What you have to do
Write out exactly the lines from the one containing "Exercise. Mark the building" through the last line of the records below, including both.

==================================================

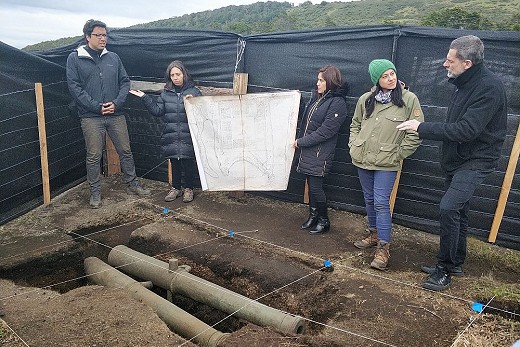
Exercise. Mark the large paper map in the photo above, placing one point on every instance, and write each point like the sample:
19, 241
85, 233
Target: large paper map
243, 142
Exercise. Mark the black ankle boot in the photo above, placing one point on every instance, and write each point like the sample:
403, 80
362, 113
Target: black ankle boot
313, 218
323, 224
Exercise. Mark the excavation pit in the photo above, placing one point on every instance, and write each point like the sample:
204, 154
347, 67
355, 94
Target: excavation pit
252, 246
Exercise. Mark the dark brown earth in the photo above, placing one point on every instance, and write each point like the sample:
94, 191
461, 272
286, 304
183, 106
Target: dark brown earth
47, 301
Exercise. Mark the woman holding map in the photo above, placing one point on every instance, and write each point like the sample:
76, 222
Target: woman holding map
176, 141
323, 116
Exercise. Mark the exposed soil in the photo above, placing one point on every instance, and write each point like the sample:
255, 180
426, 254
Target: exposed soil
253, 246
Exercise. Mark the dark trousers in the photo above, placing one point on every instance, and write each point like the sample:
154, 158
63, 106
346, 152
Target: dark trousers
454, 207
186, 166
94, 130
316, 192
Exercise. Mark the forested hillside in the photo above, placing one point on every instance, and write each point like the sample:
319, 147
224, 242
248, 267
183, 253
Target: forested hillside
270, 16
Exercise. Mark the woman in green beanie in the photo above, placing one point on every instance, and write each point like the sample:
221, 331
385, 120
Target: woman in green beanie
377, 149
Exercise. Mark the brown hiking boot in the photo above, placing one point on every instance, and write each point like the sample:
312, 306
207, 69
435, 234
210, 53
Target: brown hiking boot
173, 194
188, 195
370, 241
381, 256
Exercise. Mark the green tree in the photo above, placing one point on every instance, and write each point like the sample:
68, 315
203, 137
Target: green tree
457, 18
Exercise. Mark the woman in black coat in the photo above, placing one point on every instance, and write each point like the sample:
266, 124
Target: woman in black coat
323, 116
176, 141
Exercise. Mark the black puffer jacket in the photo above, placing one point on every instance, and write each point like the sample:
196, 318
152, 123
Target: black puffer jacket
176, 139
476, 122
319, 130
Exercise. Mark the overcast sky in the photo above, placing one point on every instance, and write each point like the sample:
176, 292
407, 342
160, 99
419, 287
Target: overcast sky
26, 22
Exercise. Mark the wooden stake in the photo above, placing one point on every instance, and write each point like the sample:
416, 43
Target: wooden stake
506, 187
40, 110
240, 83
170, 175
306, 193
239, 88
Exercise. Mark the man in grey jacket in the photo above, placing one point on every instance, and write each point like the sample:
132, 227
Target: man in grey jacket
99, 85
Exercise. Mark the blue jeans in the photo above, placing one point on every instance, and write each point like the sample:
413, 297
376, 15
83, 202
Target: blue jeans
94, 130
377, 186
454, 207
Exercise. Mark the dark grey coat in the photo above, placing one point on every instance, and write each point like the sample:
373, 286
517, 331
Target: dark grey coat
319, 130
176, 138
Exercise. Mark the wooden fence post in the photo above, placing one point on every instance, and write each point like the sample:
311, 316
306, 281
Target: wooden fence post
239, 88
42, 133
393, 194
170, 174
506, 187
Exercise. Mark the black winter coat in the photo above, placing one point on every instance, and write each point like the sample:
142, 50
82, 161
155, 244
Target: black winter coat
476, 122
319, 130
176, 138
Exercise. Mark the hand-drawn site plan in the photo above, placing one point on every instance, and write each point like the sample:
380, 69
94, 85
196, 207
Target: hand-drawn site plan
243, 142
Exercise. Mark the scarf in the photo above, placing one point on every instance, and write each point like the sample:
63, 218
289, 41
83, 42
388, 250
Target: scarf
384, 98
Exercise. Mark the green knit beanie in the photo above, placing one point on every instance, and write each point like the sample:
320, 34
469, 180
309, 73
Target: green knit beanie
377, 67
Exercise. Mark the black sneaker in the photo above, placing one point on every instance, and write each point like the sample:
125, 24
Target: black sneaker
456, 271
95, 200
439, 280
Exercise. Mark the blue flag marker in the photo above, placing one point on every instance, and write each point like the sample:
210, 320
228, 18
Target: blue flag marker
477, 306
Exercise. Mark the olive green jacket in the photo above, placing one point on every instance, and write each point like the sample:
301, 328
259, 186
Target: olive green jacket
375, 143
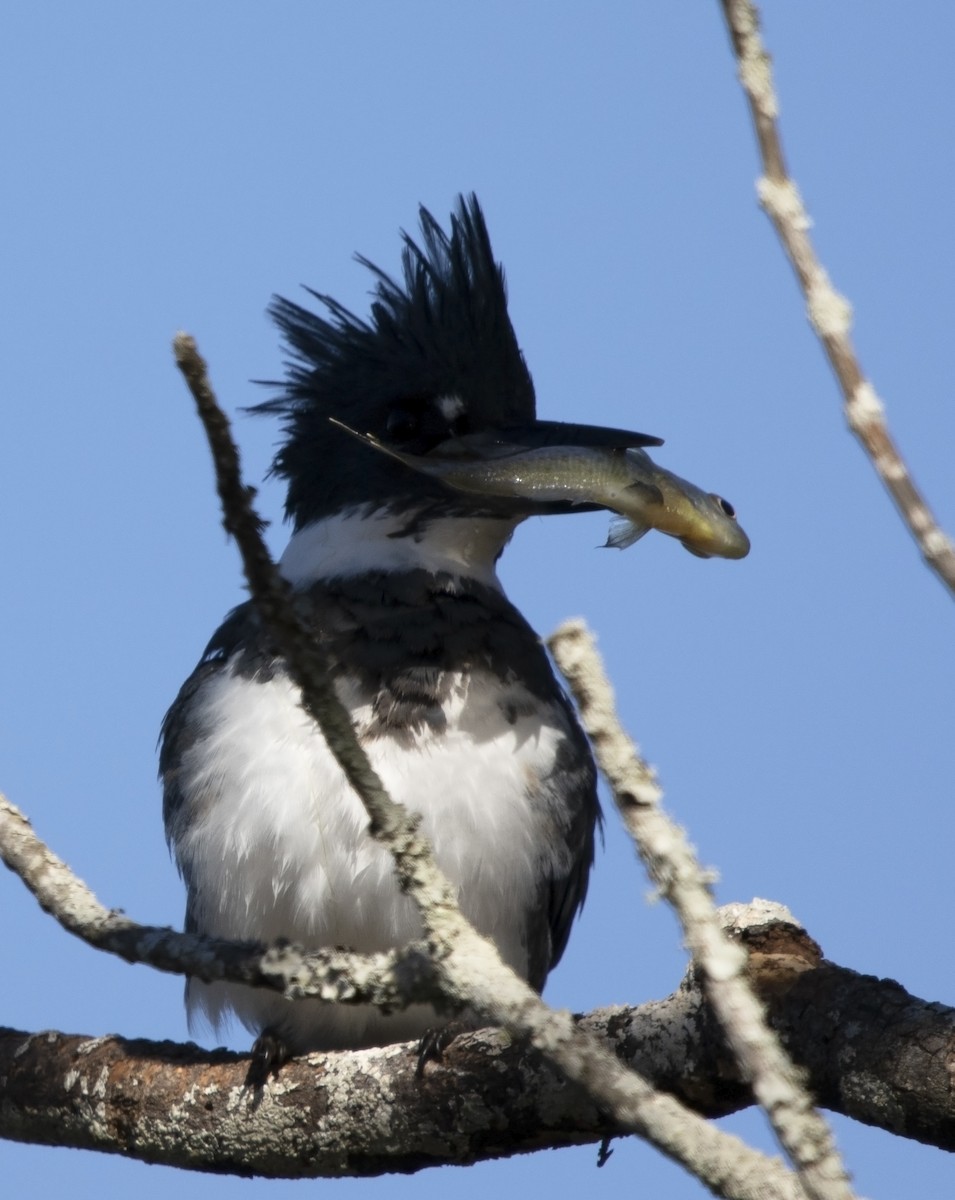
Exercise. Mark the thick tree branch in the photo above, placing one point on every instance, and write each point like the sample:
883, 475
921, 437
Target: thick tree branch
871, 1051
673, 867
472, 970
829, 313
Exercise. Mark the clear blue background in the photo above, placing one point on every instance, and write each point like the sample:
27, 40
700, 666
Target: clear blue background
173, 165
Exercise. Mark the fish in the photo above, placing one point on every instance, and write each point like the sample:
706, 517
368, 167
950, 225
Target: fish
620, 478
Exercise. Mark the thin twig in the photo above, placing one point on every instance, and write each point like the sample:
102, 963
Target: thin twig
829, 313
473, 970
338, 977
673, 867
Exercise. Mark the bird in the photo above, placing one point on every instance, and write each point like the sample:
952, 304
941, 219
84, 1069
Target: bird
449, 688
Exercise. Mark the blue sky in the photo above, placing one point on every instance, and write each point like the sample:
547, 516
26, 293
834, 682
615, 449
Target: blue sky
172, 166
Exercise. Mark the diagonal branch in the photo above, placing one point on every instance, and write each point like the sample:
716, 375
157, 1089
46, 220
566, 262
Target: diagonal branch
829, 313
672, 864
340, 977
473, 971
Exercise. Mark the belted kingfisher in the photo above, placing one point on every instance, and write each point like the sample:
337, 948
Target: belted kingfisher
449, 688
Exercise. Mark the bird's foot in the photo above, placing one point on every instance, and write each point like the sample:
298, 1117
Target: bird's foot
270, 1053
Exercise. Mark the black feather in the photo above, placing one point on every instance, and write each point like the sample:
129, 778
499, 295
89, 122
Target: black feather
442, 330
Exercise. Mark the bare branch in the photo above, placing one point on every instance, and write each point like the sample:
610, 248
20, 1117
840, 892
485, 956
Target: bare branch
872, 1051
829, 313
672, 864
389, 981
470, 966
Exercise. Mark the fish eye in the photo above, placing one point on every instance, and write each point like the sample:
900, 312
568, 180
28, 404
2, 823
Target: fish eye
726, 507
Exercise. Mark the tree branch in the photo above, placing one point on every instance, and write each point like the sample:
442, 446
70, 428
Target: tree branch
673, 865
390, 981
871, 1051
829, 313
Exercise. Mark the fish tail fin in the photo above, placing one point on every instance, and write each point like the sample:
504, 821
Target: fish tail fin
624, 533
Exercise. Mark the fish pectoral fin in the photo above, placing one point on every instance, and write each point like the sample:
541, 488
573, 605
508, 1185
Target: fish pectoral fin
624, 533
648, 492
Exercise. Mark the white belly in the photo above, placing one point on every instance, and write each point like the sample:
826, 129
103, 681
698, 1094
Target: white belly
277, 845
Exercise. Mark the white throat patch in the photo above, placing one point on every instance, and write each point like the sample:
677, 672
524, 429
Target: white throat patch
367, 539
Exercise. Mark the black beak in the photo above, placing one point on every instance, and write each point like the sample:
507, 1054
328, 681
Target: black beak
556, 433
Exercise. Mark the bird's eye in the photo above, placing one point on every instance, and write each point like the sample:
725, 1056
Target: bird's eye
726, 507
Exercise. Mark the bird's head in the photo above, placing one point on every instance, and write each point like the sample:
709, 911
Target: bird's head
436, 360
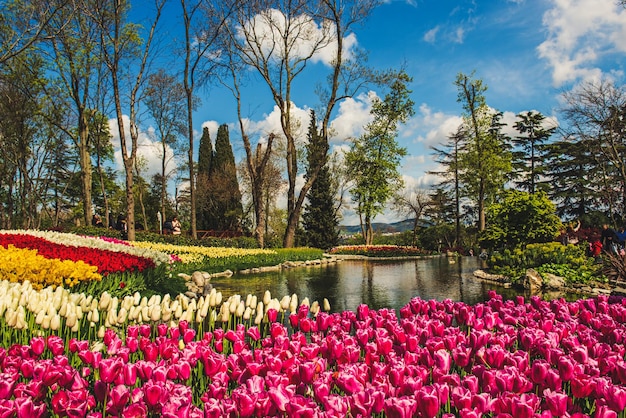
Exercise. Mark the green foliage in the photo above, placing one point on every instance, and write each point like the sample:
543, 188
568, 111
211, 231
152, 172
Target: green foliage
567, 261
154, 281
374, 157
520, 218
380, 251
319, 219
281, 255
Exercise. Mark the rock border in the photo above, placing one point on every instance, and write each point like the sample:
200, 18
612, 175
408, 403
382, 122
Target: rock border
550, 284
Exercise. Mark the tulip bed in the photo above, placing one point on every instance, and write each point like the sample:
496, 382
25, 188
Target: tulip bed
500, 358
75, 355
378, 250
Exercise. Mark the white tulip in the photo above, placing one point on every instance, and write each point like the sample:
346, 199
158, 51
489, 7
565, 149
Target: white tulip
156, 313
39, 317
123, 315
247, 314
240, 309
71, 320
55, 322
105, 300
212, 296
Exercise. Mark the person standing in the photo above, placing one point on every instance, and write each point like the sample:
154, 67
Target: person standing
609, 239
176, 226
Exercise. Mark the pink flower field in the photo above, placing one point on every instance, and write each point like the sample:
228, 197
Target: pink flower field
502, 358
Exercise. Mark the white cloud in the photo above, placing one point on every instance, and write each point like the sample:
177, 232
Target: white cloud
148, 149
308, 39
352, 116
213, 126
433, 128
580, 34
431, 35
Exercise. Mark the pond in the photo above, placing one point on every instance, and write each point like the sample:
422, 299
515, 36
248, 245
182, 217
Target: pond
379, 284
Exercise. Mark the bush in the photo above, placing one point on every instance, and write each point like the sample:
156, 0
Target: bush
567, 261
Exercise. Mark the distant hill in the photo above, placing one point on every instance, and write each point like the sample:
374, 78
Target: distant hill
389, 228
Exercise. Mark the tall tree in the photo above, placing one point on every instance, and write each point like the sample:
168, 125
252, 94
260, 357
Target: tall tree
596, 114
205, 164
412, 203
75, 56
224, 186
122, 50
202, 22
374, 157
279, 40
319, 219
166, 102
533, 134
25, 23
484, 159
573, 177
448, 157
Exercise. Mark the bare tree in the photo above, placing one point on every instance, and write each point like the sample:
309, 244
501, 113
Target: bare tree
413, 203
596, 112
203, 22
121, 52
279, 40
75, 53
166, 100
24, 23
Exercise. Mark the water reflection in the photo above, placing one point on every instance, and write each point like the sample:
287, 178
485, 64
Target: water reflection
379, 284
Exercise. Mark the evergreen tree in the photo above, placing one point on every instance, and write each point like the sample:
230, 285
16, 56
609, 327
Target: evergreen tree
573, 176
224, 184
319, 218
205, 163
527, 161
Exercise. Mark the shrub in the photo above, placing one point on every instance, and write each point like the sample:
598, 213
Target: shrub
567, 261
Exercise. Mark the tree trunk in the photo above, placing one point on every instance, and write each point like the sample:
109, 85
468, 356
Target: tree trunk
85, 165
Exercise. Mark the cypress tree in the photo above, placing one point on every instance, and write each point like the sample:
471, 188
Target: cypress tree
225, 207
319, 220
205, 164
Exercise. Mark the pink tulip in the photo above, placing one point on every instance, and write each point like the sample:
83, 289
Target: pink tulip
245, 402
135, 410
400, 407
109, 369
27, 409
272, 315
557, 402
37, 346
55, 345
603, 411
282, 395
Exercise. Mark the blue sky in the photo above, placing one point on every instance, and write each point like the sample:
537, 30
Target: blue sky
528, 52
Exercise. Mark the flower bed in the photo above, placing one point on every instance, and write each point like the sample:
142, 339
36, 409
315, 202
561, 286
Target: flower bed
378, 250
500, 358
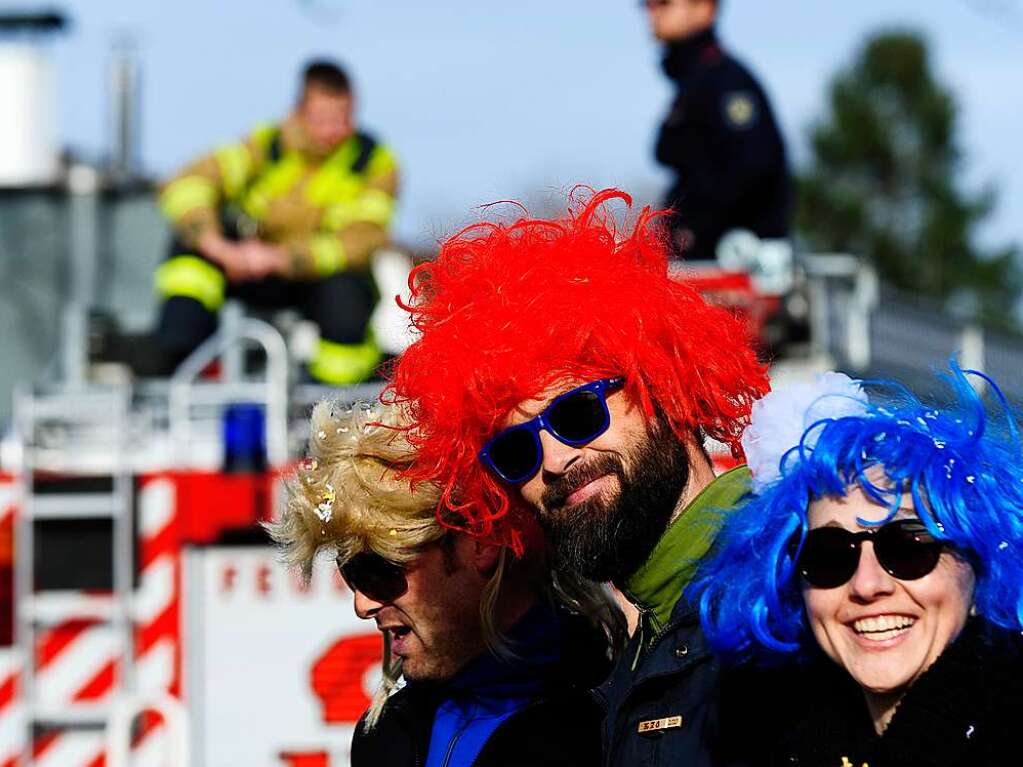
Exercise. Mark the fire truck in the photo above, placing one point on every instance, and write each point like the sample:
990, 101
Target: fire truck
152, 624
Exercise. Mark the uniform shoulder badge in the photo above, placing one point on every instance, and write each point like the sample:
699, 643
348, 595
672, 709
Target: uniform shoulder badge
740, 108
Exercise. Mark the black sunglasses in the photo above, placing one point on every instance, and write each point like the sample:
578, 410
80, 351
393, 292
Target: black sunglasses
904, 548
578, 416
374, 577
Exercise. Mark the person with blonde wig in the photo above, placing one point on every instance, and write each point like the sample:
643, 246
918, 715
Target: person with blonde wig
496, 651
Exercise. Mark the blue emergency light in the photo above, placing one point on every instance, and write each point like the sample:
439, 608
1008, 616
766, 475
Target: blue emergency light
245, 438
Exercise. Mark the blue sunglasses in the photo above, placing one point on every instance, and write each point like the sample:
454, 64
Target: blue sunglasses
573, 418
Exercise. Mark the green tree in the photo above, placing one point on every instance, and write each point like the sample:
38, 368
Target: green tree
884, 182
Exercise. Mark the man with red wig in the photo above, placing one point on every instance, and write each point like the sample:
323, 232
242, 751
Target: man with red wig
560, 369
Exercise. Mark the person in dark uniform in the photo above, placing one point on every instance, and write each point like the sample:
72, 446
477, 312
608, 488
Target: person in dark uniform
719, 136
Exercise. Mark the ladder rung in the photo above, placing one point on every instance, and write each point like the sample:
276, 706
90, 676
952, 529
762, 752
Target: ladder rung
55, 606
76, 715
72, 505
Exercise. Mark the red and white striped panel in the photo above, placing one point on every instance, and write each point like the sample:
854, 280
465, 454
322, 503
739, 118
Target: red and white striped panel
70, 749
158, 602
158, 610
77, 663
13, 727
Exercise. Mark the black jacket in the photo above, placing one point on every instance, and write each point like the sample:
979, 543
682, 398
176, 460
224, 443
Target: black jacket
964, 712
665, 712
721, 140
562, 727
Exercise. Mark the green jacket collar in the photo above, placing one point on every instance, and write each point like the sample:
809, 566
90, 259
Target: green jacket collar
658, 584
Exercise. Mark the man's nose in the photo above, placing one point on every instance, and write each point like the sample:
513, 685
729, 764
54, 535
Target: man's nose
364, 606
871, 581
558, 457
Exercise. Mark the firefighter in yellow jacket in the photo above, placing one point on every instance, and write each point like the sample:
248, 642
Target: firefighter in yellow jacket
288, 217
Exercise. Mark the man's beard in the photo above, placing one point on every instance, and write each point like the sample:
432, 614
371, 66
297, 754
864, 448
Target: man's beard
608, 540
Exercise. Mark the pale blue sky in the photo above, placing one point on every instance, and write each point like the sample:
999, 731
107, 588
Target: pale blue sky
486, 100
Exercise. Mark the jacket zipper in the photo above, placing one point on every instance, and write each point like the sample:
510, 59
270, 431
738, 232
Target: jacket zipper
452, 743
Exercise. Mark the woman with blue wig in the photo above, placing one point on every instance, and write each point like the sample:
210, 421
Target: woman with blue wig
877, 572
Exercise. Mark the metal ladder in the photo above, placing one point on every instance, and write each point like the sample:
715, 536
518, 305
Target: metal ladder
75, 434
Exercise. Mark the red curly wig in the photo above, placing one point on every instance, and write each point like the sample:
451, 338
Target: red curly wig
505, 311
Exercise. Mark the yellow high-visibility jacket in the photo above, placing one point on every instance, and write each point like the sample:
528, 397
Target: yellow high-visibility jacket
329, 211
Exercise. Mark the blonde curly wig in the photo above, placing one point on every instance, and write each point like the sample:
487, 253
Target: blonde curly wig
347, 497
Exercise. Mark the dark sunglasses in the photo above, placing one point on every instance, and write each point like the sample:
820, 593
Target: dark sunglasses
578, 416
904, 548
374, 577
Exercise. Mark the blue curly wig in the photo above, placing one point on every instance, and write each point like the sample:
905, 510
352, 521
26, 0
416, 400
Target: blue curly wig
963, 467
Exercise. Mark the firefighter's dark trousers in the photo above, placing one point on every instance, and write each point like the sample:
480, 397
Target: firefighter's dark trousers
193, 288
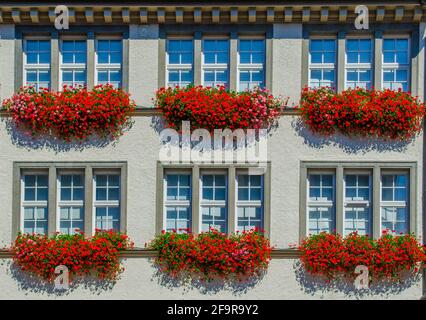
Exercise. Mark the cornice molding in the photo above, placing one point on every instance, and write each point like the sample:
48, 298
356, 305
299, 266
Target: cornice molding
164, 12
146, 253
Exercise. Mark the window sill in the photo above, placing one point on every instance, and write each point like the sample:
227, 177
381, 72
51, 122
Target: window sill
147, 253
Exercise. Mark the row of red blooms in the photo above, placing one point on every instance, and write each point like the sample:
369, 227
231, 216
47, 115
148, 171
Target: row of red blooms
78, 113
212, 255
386, 113
73, 113
388, 257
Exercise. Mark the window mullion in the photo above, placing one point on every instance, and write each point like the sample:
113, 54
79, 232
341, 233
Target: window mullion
197, 58
54, 61
376, 208
88, 197
341, 55
196, 214
52, 200
378, 73
90, 62
232, 200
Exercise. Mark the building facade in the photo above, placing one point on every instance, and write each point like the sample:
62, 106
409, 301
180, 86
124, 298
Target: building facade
141, 46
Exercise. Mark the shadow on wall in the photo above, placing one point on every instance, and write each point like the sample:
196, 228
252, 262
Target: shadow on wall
349, 145
212, 287
312, 285
32, 284
22, 138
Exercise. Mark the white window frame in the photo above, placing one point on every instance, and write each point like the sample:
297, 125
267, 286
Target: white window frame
321, 203
213, 203
356, 203
33, 203
179, 66
36, 66
71, 66
106, 203
251, 66
322, 66
359, 66
68, 203
396, 66
108, 66
215, 66
395, 204
176, 203
250, 203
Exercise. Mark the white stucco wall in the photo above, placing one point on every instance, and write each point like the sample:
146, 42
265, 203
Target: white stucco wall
143, 63
287, 147
140, 148
7, 56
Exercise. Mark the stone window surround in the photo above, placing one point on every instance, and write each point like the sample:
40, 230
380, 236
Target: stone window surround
195, 169
377, 32
52, 168
233, 32
375, 167
91, 33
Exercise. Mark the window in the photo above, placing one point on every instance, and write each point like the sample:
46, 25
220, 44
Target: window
34, 203
394, 202
180, 56
367, 198
357, 204
73, 63
107, 201
214, 202
178, 202
249, 202
108, 62
230, 198
358, 63
251, 61
321, 203
396, 63
322, 62
215, 62
37, 63
71, 202
53, 197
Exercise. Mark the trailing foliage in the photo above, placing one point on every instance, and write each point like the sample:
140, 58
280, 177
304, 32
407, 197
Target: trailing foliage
212, 254
73, 113
98, 255
379, 113
217, 108
388, 257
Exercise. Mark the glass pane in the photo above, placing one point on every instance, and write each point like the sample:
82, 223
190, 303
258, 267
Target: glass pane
64, 213
113, 193
388, 57
29, 194
400, 180
65, 194
387, 180
28, 213
101, 194
42, 194
256, 194
208, 193
388, 44
352, 57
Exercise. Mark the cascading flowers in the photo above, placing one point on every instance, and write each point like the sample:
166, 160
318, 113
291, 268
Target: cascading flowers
73, 113
217, 108
385, 113
388, 257
99, 255
212, 254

==================================================

The completed task
Exercise. Mark the building facade in the photo above, placing one point on every instance, and write each point like the sample:
62, 106
409, 301
180, 86
124, 298
Target: building facade
141, 46
Exercise. Mark the shadow on wall in the photo above, placing one point on every instance, and write each point like the sample:
196, 228
252, 262
Target: shadow on wall
349, 145
212, 287
312, 285
32, 284
22, 138
Exercise. Mark the white window frame in the photo above, placing one point on every instance, and write each point like the sample:
297, 125
267, 286
Target: white window frame
321, 203
213, 203
356, 203
33, 203
179, 66
36, 66
71, 66
106, 203
251, 66
322, 66
359, 66
68, 203
396, 66
108, 66
215, 66
395, 204
176, 203
250, 203
Exercise. Mark the white stucco wall in the photo above, placing one point on every instance, and write each point like the sample:
146, 42
265, 203
Target: white stucco wall
143, 63
287, 147
140, 148
7, 56
Exercise. Mark the stone window surround in the photo above, placing one point on every instance, and write each point like the sample:
40, 230
380, 236
Target: stone window surround
195, 169
377, 32
52, 168
233, 32
375, 167
91, 33
Exercise. Mark the window in the photo above, placing one point on every instance, and write each point like the sample:
46, 25
220, 44
Target: window
34, 203
394, 202
180, 56
367, 198
357, 204
73, 63
107, 201
214, 202
178, 202
249, 202
108, 62
230, 198
358, 63
251, 61
321, 203
396, 63
322, 62
215, 62
37, 63
71, 202
53, 197
Exercise. Mark the trailing foliage in the photo above, placing one point on every instance, and write each point like the sample:
140, 58
280, 177
304, 32
407, 197
Target: trailing foliage
212, 254
73, 113
98, 255
379, 113
217, 108
388, 257
Exercise. Mark the glass pane in the photo above, placing one point on every instance, and write each point like the sample:
82, 223
190, 303
258, 267
Target: glass pane
64, 213
113, 193
388, 57
29, 194
400, 180
65, 194
387, 180
28, 213
101, 194
42, 194
256, 194
208, 193
388, 44
352, 57
Exercise. Mark the cascading flowers in the photo above, placing one point on every instance, and write each point like the sample:
166, 160
318, 113
291, 268
Target: cascading flowers
73, 113
217, 108
385, 113
388, 257
99, 255
212, 254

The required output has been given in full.